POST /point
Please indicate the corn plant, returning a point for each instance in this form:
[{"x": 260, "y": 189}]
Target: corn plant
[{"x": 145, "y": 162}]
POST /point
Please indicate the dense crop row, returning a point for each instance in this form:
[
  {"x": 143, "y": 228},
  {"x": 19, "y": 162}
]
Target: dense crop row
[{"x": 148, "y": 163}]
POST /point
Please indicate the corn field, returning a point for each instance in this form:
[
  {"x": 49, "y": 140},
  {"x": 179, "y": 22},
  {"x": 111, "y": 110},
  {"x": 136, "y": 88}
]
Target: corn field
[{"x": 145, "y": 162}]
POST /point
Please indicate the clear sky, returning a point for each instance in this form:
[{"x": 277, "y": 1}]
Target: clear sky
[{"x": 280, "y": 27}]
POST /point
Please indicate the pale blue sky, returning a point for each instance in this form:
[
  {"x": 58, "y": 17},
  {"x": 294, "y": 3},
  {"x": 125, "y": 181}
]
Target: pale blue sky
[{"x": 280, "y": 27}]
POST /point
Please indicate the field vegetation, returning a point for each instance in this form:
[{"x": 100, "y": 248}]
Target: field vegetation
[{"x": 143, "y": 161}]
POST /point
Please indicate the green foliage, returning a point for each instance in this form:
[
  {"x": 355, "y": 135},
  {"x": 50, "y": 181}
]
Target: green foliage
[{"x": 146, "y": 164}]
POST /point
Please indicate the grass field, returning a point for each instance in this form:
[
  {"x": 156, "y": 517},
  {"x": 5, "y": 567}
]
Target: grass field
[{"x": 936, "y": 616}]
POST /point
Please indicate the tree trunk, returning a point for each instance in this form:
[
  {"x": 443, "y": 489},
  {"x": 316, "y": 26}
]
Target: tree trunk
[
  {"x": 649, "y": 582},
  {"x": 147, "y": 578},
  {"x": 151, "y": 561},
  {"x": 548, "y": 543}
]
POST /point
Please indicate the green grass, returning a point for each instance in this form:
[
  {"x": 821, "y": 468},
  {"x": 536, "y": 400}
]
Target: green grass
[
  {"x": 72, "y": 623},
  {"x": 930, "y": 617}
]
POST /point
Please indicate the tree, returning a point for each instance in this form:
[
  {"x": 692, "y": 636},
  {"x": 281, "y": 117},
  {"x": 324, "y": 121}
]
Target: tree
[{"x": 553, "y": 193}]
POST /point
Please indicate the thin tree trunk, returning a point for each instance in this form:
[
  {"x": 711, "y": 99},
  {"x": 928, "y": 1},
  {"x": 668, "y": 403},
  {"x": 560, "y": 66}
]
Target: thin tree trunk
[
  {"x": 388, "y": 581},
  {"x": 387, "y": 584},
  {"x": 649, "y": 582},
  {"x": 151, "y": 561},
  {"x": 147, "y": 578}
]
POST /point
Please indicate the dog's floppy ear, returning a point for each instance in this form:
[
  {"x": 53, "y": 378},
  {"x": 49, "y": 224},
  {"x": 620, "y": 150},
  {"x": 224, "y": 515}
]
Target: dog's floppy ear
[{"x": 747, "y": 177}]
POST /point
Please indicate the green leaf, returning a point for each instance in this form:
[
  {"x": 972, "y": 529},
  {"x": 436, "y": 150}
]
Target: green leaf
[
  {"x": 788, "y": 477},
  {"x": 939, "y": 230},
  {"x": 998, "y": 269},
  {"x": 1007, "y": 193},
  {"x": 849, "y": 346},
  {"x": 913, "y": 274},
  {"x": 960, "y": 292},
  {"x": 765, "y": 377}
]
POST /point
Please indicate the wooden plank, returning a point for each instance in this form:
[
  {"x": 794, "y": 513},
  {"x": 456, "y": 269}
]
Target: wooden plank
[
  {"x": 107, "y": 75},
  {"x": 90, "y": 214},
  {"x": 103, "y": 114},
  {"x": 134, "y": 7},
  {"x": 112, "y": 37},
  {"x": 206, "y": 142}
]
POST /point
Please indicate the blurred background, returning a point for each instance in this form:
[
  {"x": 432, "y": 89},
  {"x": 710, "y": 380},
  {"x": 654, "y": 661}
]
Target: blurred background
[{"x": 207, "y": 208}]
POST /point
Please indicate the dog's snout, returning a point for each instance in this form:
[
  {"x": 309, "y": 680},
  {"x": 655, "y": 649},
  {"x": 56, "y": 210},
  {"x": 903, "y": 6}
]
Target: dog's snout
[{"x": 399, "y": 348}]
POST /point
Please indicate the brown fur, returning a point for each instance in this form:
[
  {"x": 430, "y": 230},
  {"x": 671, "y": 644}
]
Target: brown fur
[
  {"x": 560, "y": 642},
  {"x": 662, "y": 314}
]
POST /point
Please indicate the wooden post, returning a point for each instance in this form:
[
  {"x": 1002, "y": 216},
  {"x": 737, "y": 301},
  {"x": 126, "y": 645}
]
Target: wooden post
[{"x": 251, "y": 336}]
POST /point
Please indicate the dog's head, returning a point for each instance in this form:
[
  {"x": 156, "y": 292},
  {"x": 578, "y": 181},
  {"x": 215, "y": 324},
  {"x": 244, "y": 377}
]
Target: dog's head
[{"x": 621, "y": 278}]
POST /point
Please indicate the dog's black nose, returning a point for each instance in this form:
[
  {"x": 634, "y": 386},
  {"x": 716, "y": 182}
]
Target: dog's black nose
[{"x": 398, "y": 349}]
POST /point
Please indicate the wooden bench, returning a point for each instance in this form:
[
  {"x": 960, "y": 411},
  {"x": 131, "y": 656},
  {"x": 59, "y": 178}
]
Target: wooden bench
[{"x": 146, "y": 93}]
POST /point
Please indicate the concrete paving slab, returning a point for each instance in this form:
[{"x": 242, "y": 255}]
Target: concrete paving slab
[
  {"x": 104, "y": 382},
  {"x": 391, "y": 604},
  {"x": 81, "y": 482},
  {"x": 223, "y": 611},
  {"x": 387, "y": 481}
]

----

The data above should be returned in full, exactly as written.

POST /point
Please indicate the corn plant, returning a point for each instance in this form:
[{"x": 260, "y": 189}]
Target: corn plant
[{"x": 145, "y": 162}]
POST /point
Please indicate the dense crop row, returning a point for each instance in this form:
[
  {"x": 143, "y": 228},
  {"x": 19, "y": 162}
]
Target: dense crop row
[{"x": 148, "y": 163}]
POST /point
Please indicate the corn field, returning a point for each instance in this form:
[
  {"x": 49, "y": 140},
  {"x": 179, "y": 22},
  {"x": 111, "y": 110},
  {"x": 136, "y": 88}
]
Target: corn field
[{"x": 145, "y": 162}]
POST /point
Please indicate the clear sky, returning a point for each instance in this form:
[{"x": 277, "y": 1}]
Target: clear sky
[{"x": 280, "y": 27}]
POST /point
Please indicate the pale blue sky, returning a point for each instance in this form:
[
  {"x": 58, "y": 17},
  {"x": 294, "y": 3},
  {"x": 125, "y": 181}
]
Target: pale blue sky
[{"x": 280, "y": 27}]
POST /point
Please indicate the field vegetation, returning a point for each instance in this form:
[{"x": 100, "y": 248}]
Target: field vegetation
[{"x": 143, "y": 161}]
POST /point
Please indicate the green foliage, returning a point for each instance in this form:
[
  {"x": 355, "y": 135},
  {"x": 50, "y": 181}
]
Target: green foliage
[{"x": 146, "y": 164}]
POST /point
Please indicate the grass field, returning a point for each instance in this form:
[
  {"x": 156, "y": 517},
  {"x": 5, "y": 567}
]
Target: grass field
[{"x": 936, "y": 616}]
POST /point
Please indicate the tree trunk, returning a point for each instance in this form:
[
  {"x": 443, "y": 489},
  {"x": 316, "y": 26}
]
Target: tree trunk
[
  {"x": 649, "y": 582},
  {"x": 147, "y": 578},
  {"x": 151, "y": 561},
  {"x": 548, "y": 543}
]
POST /point
Please indicate the green grass, returning a point for each instance in this form:
[
  {"x": 821, "y": 468},
  {"x": 536, "y": 400}
]
Target: green grass
[
  {"x": 72, "y": 623},
  {"x": 930, "y": 617}
]
POST /point
Please indicate the tree, returning a point for each instance in this form:
[
  {"x": 692, "y": 636},
  {"x": 281, "y": 117},
  {"x": 324, "y": 121}
]
Target: tree
[{"x": 553, "y": 193}]
POST /point
Please indicate the thin tree trunk, returning a point for each instance in this form:
[
  {"x": 711, "y": 99},
  {"x": 928, "y": 1},
  {"x": 668, "y": 403},
  {"x": 560, "y": 66}
]
Target: thin tree trunk
[
  {"x": 388, "y": 581},
  {"x": 387, "y": 584},
  {"x": 649, "y": 582},
  {"x": 151, "y": 561},
  {"x": 147, "y": 578}
]
POST /point
Please indicate the dog's floppy ear, returning a point for each instance in this form:
[
  {"x": 53, "y": 378},
  {"x": 49, "y": 224},
  {"x": 620, "y": 150},
  {"x": 224, "y": 515}
]
Target: dog's floppy ear
[{"x": 747, "y": 177}]
POST /point
Please indicate the green leaf, returning a point for each instance in this form:
[
  {"x": 972, "y": 529},
  {"x": 436, "y": 150}
]
Target: green leaf
[
  {"x": 788, "y": 477},
  {"x": 939, "y": 230},
  {"x": 998, "y": 269},
  {"x": 1007, "y": 193},
  {"x": 849, "y": 346},
  {"x": 913, "y": 274},
  {"x": 960, "y": 292},
  {"x": 765, "y": 377}
]
POST /point
Please indicate the wooden plank, returning a point for each instance in this form:
[
  {"x": 794, "y": 513},
  {"x": 456, "y": 269}
]
Target: wooden plank
[
  {"x": 107, "y": 75},
  {"x": 90, "y": 214},
  {"x": 103, "y": 114},
  {"x": 134, "y": 7},
  {"x": 112, "y": 37},
  {"x": 206, "y": 142}
]
POST /point
Please indicate the blurred background, returning a point for each instance in this form:
[
  {"x": 432, "y": 89},
  {"x": 710, "y": 380},
  {"x": 654, "y": 661}
]
Target: blurred background
[{"x": 207, "y": 208}]
POST /point
Please indicate the dog's snout, returning a point for each instance in this form:
[
  {"x": 309, "y": 680},
  {"x": 655, "y": 649},
  {"x": 56, "y": 210},
  {"x": 903, "y": 6}
]
Target: dog's snout
[{"x": 399, "y": 348}]
POST /point
Please indicate the brown fur, returning a point for each instance in this form:
[
  {"x": 430, "y": 230},
  {"x": 671, "y": 644}
]
Target: brown fur
[
  {"x": 560, "y": 642},
  {"x": 662, "y": 314}
]
POST /point
Please indicate the wooden post, returning a point for each instance in this form:
[
  {"x": 1002, "y": 216},
  {"x": 737, "y": 301},
  {"x": 126, "y": 645}
]
Target: wooden post
[{"x": 251, "y": 336}]
POST /point
Please indicate the dog's head, returning a point for each instance in this form:
[
  {"x": 156, "y": 292},
  {"x": 578, "y": 181},
  {"x": 215, "y": 324},
  {"x": 244, "y": 377}
]
Target: dog's head
[{"x": 621, "y": 278}]
POST /point
Please indicate the dog's black nose, returning a point for each instance in this form:
[
  {"x": 634, "y": 386},
  {"x": 716, "y": 182}
]
Target: dog's black nose
[{"x": 398, "y": 349}]
POST /point
Please indicate the wooden bench, returning a point for each instance in this form:
[
  {"x": 960, "y": 411},
  {"x": 131, "y": 656},
  {"x": 59, "y": 178}
]
Target: wooden bench
[{"x": 146, "y": 93}]
POST /point
Please indicate the concrete paving slab, returning a point for each instance in this form:
[{"x": 242, "y": 255}]
Target: concrete paving slab
[
  {"x": 104, "y": 382},
  {"x": 391, "y": 604},
  {"x": 81, "y": 482},
  {"x": 223, "y": 611},
  {"x": 387, "y": 481}
]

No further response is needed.